* [GOAL]: Repeat every line of the material, character for character.

* [DATA SUPPLIED]:
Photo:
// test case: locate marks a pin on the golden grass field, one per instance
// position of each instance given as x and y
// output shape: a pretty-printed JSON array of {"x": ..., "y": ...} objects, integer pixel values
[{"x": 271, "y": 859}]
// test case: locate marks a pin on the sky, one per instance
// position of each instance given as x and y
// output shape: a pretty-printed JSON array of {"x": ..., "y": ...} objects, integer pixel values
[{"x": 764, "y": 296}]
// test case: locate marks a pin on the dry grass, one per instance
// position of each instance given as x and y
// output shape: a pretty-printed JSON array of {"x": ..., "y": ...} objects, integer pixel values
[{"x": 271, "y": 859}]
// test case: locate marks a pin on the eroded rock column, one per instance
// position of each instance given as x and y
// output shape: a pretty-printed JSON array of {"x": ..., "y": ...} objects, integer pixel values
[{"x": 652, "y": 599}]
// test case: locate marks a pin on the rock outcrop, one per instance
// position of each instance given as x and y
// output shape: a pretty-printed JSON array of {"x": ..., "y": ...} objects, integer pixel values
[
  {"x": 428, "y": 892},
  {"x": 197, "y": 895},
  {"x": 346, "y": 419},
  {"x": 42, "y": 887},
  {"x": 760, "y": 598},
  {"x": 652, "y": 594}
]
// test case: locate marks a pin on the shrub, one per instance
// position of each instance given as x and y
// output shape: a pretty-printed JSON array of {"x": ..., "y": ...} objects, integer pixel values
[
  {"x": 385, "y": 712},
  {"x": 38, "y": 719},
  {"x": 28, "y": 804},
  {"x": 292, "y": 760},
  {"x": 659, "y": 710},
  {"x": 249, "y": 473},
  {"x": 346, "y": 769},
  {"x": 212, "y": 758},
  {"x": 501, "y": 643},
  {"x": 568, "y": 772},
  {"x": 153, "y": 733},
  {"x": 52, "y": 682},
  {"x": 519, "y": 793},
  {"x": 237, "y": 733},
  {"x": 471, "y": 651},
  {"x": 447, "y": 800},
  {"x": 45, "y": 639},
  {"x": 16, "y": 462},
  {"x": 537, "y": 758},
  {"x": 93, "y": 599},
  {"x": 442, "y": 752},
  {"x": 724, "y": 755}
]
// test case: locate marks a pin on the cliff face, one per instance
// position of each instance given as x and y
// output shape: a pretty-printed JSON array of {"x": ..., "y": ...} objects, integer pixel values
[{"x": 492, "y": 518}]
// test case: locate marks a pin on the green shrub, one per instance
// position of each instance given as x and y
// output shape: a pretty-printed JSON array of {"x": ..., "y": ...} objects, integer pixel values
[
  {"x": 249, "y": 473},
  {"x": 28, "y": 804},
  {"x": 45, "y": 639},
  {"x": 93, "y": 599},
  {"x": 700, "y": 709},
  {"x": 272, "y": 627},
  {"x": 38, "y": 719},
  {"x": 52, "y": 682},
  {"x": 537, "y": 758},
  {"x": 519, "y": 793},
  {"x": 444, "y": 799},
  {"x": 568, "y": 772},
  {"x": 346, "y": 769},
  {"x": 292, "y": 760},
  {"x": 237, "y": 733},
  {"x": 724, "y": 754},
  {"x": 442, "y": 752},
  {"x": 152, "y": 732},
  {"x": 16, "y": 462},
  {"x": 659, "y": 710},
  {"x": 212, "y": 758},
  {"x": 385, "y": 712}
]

* [SOLVED EXERCISE]:
Photo:
// test case: locate marks a pin on the golden grass field, one per instance
// position of each instance given as x and y
// output shape: a pretty-printed JSON array of {"x": ..., "y": ...} objects, integer pixel values
[{"x": 271, "y": 859}]
// test case: locate marks a pin on the sky, one per instance
// position of each instance given as x and y
// output shape: a pretty-printed JSON array of {"x": ..., "y": ...} objects, integer pixel values
[{"x": 764, "y": 296}]
// test case: locate marks a pin on the dry grass, one per instance
// position of each instance given as x and y
// output shape: a pretty-printed JSON array of {"x": ..., "y": ...} objects, integer pixel values
[{"x": 271, "y": 859}]
// test case: locate marks a pin on the eroded rock column, one per instance
// position of each instance given as x and y
// output shape: a pretty-printed JSON array of {"x": ..., "y": ...} objects, integer pixel values
[{"x": 652, "y": 599}]
// test case: locate marks a pin on the rock outcrop, one per instance
// position of each instance given as x and y
// output shape: a pretty-printed JSON array of {"x": ..., "y": ...} objects, integer pixel values
[
  {"x": 428, "y": 892},
  {"x": 197, "y": 895},
  {"x": 346, "y": 419},
  {"x": 42, "y": 887},
  {"x": 760, "y": 598},
  {"x": 652, "y": 594}
]
// test case: locate marks a pin on the shrub, one per instance
// position of each instance given as x and y
// output shape: a pretty-printed JSON array of {"x": ..., "y": ...} objects, integer pixel values
[
  {"x": 385, "y": 712},
  {"x": 38, "y": 719},
  {"x": 28, "y": 804},
  {"x": 292, "y": 760},
  {"x": 659, "y": 710},
  {"x": 249, "y": 473},
  {"x": 346, "y": 769},
  {"x": 212, "y": 758},
  {"x": 501, "y": 643},
  {"x": 568, "y": 772},
  {"x": 153, "y": 733},
  {"x": 52, "y": 682},
  {"x": 519, "y": 793},
  {"x": 237, "y": 733},
  {"x": 471, "y": 651},
  {"x": 447, "y": 800},
  {"x": 45, "y": 639},
  {"x": 16, "y": 462},
  {"x": 537, "y": 758},
  {"x": 93, "y": 599},
  {"x": 442, "y": 752},
  {"x": 724, "y": 755}
]
// test case: locate marks a pin on the cliff face, one per instance
// position of each instance given as x and y
// output shape: a pretty-printed JSON array of {"x": ..., "y": ...} objects, integer pixel values
[{"x": 492, "y": 518}]
// test case: locate marks a pin on the green shrub, one per instance
// position of each instance given as x and y
// output shape: a pretty-printed JSON array of {"x": ..., "y": ...} objects, integer pixel values
[
  {"x": 249, "y": 473},
  {"x": 28, "y": 804},
  {"x": 45, "y": 639},
  {"x": 93, "y": 599},
  {"x": 700, "y": 709},
  {"x": 272, "y": 627},
  {"x": 38, "y": 719},
  {"x": 52, "y": 682},
  {"x": 537, "y": 758},
  {"x": 519, "y": 793},
  {"x": 444, "y": 799},
  {"x": 568, "y": 772},
  {"x": 346, "y": 769},
  {"x": 292, "y": 760},
  {"x": 237, "y": 733},
  {"x": 724, "y": 754},
  {"x": 442, "y": 752},
  {"x": 152, "y": 732},
  {"x": 16, "y": 462},
  {"x": 659, "y": 710},
  {"x": 212, "y": 758},
  {"x": 385, "y": 712}
]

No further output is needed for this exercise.